**What the task requires**
Reproduce the items from the very start through the line containing "[0, 573, 58, 609]", switching each occurrence of "bounding boxes" to "box coordinates" and leaving everything else unchanged.

**Records for this task**
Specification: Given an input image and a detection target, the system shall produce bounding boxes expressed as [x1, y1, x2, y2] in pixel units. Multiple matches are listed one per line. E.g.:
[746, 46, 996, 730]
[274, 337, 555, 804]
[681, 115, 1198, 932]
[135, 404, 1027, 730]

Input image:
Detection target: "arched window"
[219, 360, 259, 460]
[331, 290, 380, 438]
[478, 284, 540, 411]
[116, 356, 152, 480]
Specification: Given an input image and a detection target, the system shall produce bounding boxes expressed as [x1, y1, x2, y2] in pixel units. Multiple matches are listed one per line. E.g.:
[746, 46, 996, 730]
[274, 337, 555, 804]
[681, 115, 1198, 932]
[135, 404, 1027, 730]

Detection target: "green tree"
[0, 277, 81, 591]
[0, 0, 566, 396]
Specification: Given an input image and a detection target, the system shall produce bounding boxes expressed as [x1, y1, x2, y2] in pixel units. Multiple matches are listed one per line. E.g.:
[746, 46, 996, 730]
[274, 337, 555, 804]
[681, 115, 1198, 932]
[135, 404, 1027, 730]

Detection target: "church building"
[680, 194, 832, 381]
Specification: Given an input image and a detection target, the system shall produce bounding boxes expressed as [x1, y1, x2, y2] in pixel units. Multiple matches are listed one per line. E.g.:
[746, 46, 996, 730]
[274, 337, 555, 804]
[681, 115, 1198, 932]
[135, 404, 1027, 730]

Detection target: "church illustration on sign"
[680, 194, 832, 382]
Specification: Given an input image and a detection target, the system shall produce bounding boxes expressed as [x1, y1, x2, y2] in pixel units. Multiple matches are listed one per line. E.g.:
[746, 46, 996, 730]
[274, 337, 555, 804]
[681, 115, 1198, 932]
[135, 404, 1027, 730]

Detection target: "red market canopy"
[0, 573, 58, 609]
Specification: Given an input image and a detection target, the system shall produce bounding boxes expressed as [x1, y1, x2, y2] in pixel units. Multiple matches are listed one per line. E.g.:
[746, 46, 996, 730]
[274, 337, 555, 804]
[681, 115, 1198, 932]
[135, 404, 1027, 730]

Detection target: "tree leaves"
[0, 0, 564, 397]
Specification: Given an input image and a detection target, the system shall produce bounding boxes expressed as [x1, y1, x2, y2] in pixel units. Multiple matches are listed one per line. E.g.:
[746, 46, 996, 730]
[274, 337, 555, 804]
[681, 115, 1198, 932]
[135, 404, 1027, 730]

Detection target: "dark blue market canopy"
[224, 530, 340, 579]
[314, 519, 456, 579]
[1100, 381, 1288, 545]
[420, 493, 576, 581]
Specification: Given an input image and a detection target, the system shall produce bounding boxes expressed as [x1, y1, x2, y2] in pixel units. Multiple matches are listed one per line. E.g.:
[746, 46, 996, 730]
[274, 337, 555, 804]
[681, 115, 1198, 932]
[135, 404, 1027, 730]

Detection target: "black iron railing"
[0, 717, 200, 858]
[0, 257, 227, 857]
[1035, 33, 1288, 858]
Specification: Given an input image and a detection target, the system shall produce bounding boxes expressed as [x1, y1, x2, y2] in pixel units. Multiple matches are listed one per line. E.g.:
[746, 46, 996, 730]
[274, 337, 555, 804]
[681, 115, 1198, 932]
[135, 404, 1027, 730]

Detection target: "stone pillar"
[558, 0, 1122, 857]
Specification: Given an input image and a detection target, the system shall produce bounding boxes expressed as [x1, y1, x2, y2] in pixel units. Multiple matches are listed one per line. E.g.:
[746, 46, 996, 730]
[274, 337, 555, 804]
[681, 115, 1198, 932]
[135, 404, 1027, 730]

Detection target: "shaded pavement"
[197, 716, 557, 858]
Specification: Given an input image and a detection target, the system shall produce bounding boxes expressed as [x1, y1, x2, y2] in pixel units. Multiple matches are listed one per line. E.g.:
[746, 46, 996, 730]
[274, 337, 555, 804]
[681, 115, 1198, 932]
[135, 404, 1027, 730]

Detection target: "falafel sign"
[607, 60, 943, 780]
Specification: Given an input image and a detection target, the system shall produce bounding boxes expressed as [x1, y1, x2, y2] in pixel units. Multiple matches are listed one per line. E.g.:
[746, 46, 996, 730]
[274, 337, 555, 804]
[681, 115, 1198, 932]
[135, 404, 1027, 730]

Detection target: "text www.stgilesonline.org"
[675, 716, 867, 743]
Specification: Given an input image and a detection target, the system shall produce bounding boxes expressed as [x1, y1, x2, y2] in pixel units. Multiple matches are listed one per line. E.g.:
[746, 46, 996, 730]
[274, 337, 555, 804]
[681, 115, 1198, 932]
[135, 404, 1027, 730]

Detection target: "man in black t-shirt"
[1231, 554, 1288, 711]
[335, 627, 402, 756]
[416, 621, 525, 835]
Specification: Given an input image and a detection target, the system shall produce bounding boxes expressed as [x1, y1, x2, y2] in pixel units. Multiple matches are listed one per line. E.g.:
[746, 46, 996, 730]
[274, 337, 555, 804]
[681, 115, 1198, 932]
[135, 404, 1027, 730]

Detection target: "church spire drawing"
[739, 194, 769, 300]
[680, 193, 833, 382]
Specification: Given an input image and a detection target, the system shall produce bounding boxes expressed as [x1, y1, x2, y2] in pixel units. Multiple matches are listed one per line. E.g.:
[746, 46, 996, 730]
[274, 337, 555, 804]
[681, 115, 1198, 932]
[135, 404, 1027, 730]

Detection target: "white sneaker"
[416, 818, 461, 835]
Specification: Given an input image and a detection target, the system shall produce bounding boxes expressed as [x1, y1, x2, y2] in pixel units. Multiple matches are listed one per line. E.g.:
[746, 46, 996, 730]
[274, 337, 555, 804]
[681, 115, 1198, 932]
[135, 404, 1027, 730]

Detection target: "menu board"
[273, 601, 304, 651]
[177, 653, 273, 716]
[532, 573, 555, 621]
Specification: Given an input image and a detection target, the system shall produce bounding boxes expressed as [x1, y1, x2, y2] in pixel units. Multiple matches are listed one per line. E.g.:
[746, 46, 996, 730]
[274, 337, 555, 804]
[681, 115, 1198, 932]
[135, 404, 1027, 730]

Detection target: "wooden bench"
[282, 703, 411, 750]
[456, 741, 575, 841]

**Worked solution**
Specification: Given an input image and a detection target, the system shall produce box coordinates expressed as [x1, y1, x2, y2] in pixel units. Multiple matches are listed one per line. E.g.:
[746, 46, 996, 730]
[274, 337, 555, 804]
[681, 115, 1198, 932]
[135, 404, 1027, 730]

Input image:
Detection target: "arched window"
[219, 360, 259, 460]
[331, 290, 380, 438]
[478, 284, 540, 411]
[116, 356, 152, 480]
Specification: Given an input image and a detection target, the system shall produce box coordinates expressed as [x1, y1, x2, y2] in pixel units. Multiple matches are listed one per line. E.g.:
[746, 46, 996, 730]
[274, 337, 555, 804]
[681, 115, 1198, 932]
[135, 404, 1027, 730]

Detection target: "green tree"
[0, 277, 81, 591]
[0, 0, 566, 396]
Specification: Given an input image and a detection target, the system shall produce box coordinates expressed as [x1, y1, x2, y2] in pixel units. Multiple matches are listed one per line. E.g.:
[746, 46, 996, 730]
[274, 337, 555, 804]
[681, 115, 1198, 932]
[135, 404, 1027, 730]

Detection target: "church building"
[680, 194, 832, 381]
Specification: Given an input image and a detection target, the system shall produce box coordinates expressed as [x1, y1, x2, y2] in pixel units. Multiple matches are listed one per line. E.g.:
[746, 46, 996, 730]
[274, 337, 555, 804]
[681, 115, 1198, 932]
[135, 404, 1027, 730]

Detection target: "church illustration on sign"
[680, 194, 832, 382]
Specification: Given an input image and a detection target, the system shall produce box coordinates expressed as [x1, y1, x2, y2] in pixel units. Multiple matches are listed one per line. E.g.:
[746, 46, 996, 730]
[274, 337, 555, 804]
[681, 115, 1198, 932]
[135, 404, 1027, 730]

Detection target: "red market canopy"
[0, 573, 58, 609]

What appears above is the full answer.